Die Aufgabe: Ersetze im Interviewauszug „Pferde“ durch „Kühe“ und gib dabei alles von „Julian: Ja das“ bis hinunter zu „War super cool!“ erneut wieder.

Interviewauszug:
○ ○ ○ ○ ○ ○ ○

Julian: Ja das stimmt. Also, ein ehemaliges Sägewerk natürlich.
Max: Das sollte eigentlich ein Tagungshotel werden. Ist sehr schön dort.

subtext.at: Und ihr wart dort für euch allein und konntet also ungestört arbeiten?
Julian: Wir und ein paar Pferde…und so ein Typ.
Max: Genau! Wir hatten noch einen technischen Assistenten dabei. Sam Aaron Uebele hieß der Typ.
Julian: Der kam ein oder zwei mal vorbei und hat was vom Golfen erzählt.
Max: War super cool!

subtext.at: Ich habe gelesen, dass ihr immer unglaublich schnell seid wenn es um das Schreiben, beziehungsweise in späterer Folge um das Recording eines Albums geht. Liegt dass daran dass ihr mittlerweile schon so gut aufeinander abgestimmt seid, oder hat die Chemie bei euch von Anfang an so gut gepasst?
Julian: Das war schon immer so. Aber ich glaube das hat mehrere Gründe. Zum Einen, weil es verdammt schwierig ist, in Stuttgart einen Raum zu bekommen wo man zum Beispiel wöchentlich proben kann. Zum anderen, dass wir das immer möglichst unbedarft und frei machen wollten und da ist es natürlich voll gut so schnell zu arbeiten. Es geht einfach immer so schnell bei uns. Jetzt nicht, weil wir irgendwie immer schnell mit allem zufrieden wären, aber man muss einfach immer wissen, wenn’s gut ist.

○ ○ ○ ○ ○ ○ ○

Bereitgestellte Daten:
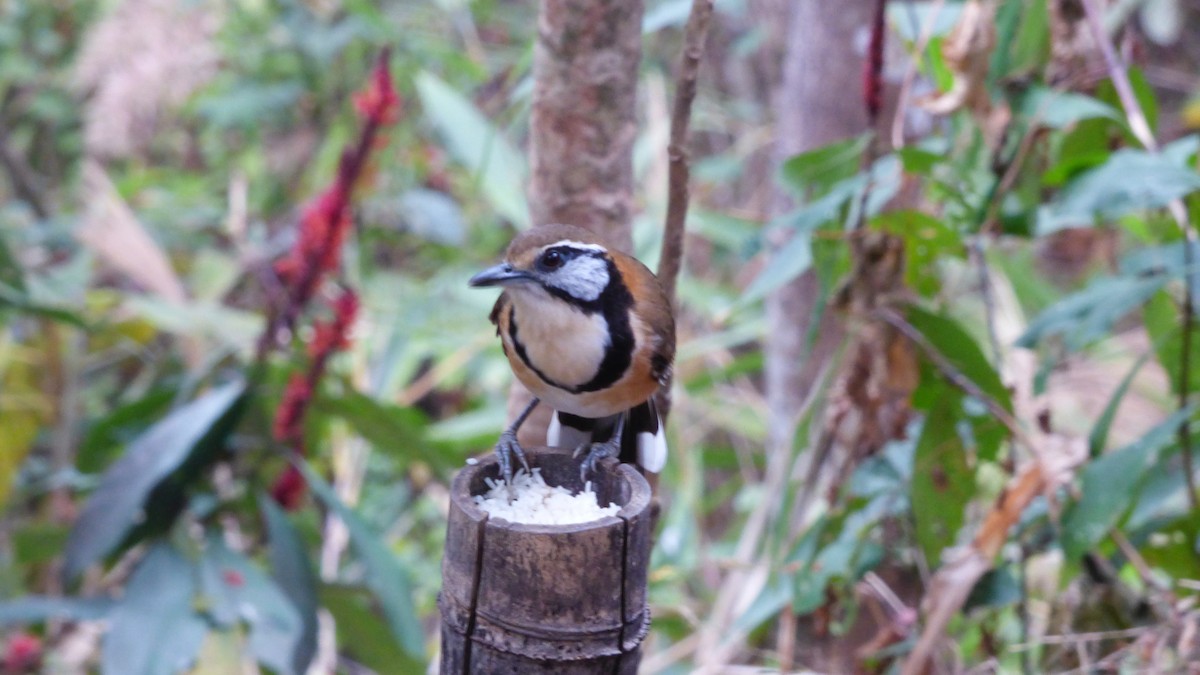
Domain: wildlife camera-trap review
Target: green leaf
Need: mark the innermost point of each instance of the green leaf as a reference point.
(1061, 109)
(793, 260)
(1131, 180)
(114, 507)
(294, 574)
(39, 542)
(1164, 323)
(155, 629)
(106, 438)
(384, 575)
(12, 299)
(475, 142)
(771, 601)
(1089, 315)
(37, 609)
(363, 633)
(1109, 485)
(928, 242)
(826, 166)
(996, 589)
(394, 430)
(966, 357)
(1099, 435)
(942, 483)
(235, 591)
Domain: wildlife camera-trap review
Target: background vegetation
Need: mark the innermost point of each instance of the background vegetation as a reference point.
(1025, 390)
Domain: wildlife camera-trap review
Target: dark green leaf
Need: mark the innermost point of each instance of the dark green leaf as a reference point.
(294, 574)
(1061, 109)
(384, 575)
(1099, 435)
(999, 587)
(39, 542)
(928, 242)
(785, 264)
(1110, 484)
(35, 609)
(1164, 323)
(16, 300)
(235, 591)
(114, 507)
(918, 160)
(942, 483)
(1089, 315)
(1131, 180)
(155, 629)
(826, 166)
(967, 358)
(106, 437)
(363, 633)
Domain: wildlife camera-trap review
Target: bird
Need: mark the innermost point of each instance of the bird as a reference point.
(589, 330)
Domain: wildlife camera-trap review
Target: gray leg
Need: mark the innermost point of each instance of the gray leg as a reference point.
(597, 452)
(508, 444)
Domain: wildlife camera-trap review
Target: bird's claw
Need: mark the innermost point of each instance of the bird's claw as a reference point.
(595, 453)
(505, 448)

○ ○ ○ ○ ○ ○ ○

Ergebnis folgt:
Julian: Ja das stimmt. Also, ein ehemaliges Sägewerk natürlich.
Max: Das sollte eigentlich ein Tagungshotel werden. Ist sehr schön dort.

subtext.at: Und ihr wart dort für euch allein und konntet also ungestört arbeiten?
Julian: Wir und ein paar Kühe…und so ein Typ.
Max: Genau! Wir hatten noch einen technischen Assistenten dabei. Sam Aaron Uebele hieß der Typ.
Julian: Der kam ein oder zwei mal vorbei und hat was vom Golfen erzählt.
Max: War super cool!